### Text excerpt
------------
## Keras Digit Demonstration

In this exercise, we will use a CNN to classify hand-written digits using Keras.

### Imports

In [0]:

import numpy as np
import time
import matplotlib.pyplot as plt
import pandas as pd
from sklearn.preprocessing import LabelBinarizer, minmax_scale

plt.rcParams['figure.figsize'] = (15.0, 3.0)

### Install libraries we will need to visualize our DNN

In [0]:
!pip install pydot
!apt-get install -yq graphviz

### Keras Libraries and Modules

In [0]:
import keras
from keras.datasets import mnist
from keras.models import Sequential, Model, load_model
from keras.layers import Dense, Dropout, Flatten, Input, Lambda, Concatenate
from keras.layers import Conv2D, MaxPooling2D, BatchNormalization
from keras.callbacks import LearningRateScheduler
from keras import backend as K
from IPython.display import SVG
from keras.utils.vis_utils import model_to_dot

### Import dataset from Keras

We create a combined dataset with test and training rows.  We will features in `model.fit` to create a validation dataset later in the exercise.

Notice that the digits are 4D tensors.  The first dimension is the "row" or sample image index.  The next to dimensions are the spatial dimensions, x/y.  The last dimension is for color channels.  In this case, we have one color channels since the images are black and white.

In [0]:
(x_train_, y_train_), (x_test_, y_test_) = mnist.load_data()
X = np.vstack([x_train_,x_test_])[...,np.newaxis]
y_ = np.hstack([y_train_,y_test_])
label_coder = LabelBinarizer()

label_coder.fit(y_)

Y = label_coder.transform(y_)

y_test = label_coder.transform(y_test_)
y_train = label_coder.transform(y_train_)
x_test = x_test_[...,np.newaxis]
x_train = x_train_[...,np.newaxis]

X.shape, Y.shape

### Plot a random row

In [0]:
ind = np.random.choice(range(X.shape[0]))
plt.imshow(X[ind,...,0])

### Check the histogram of labels

In [0]:
plt.hist(y_);

# Simple Fully Connected Model

We start with a three-layer fully-connected ANN. 

We have a categorical classification problem which means that our network should classify the image as only of the ten classes (0-9).  Because of this, we need the output activation function to be `softmax`, which approximates a probability distribution where the output layer outputs all sum to 1.
------------
### Short task A
Summarize the Keras digit demonstration in two sentences.
### Short task B
Reproduce word for word the passage of the Keras digit demonstration from "Notice that the" up to and including "y_ = np.hstack([y_train_,y_test_])".
### Short task C
According to the Keras digit demonstration, how many color channels do the digit images have, and why?
The rows after this point are not needed.

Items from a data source
------------
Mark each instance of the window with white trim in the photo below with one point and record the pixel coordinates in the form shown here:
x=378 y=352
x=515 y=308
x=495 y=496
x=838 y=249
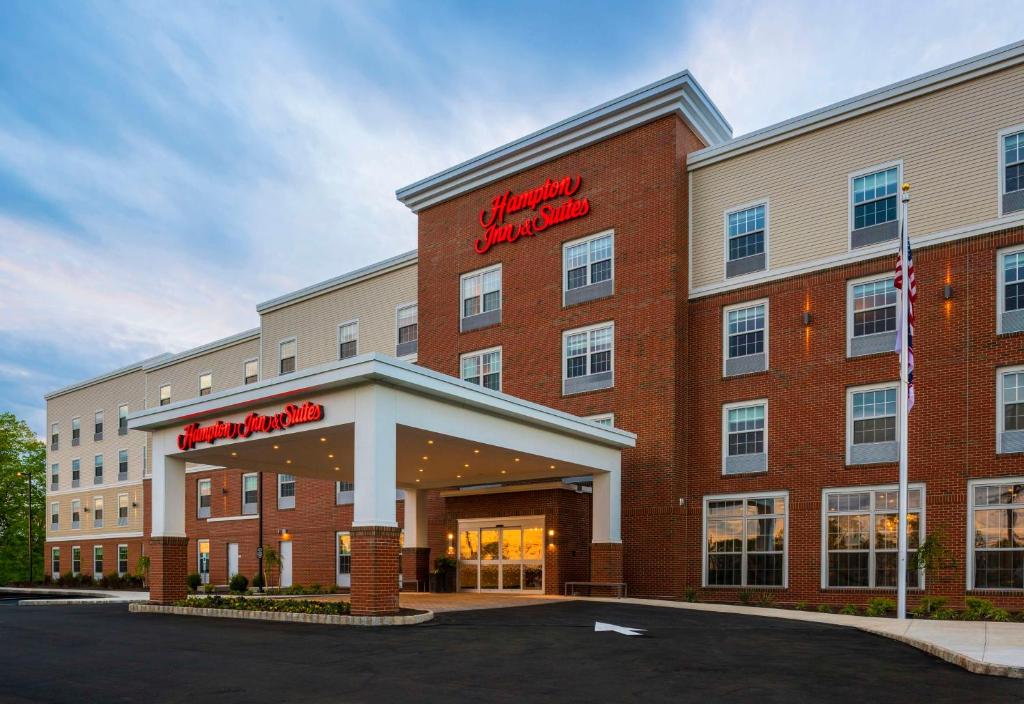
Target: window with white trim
------------
### Answer A
The Keras digit demonstration uses a CNN in Keras to classify hand-written digits, combining the MNIST training and test rows into one dataset of 4D tensors with a single color channel, since the images are black and white. It starts with a three-layer fully-connected network whose output activation is softmax, because each image must be classified as only one of the ten classes (0-9).

### Answer B
Notice that the digits are 4D tensors.  The first dimension is the "row" or sample image index.  The next to dimensions are the spatial dimensions, x/y.  The last dimension is for color channels.  In this case, we have one color channels since the images are black and white.

In [0]:
(x_train_, y_train_), (x_test_, y_test_) = mnist.load_data()
X = np.vstack([x_train_,x_test_])[...,np.newaxis]
y_ = np.hstack([y_train_,y_test_])

### Answer C
They have one color channel because the images are black and white.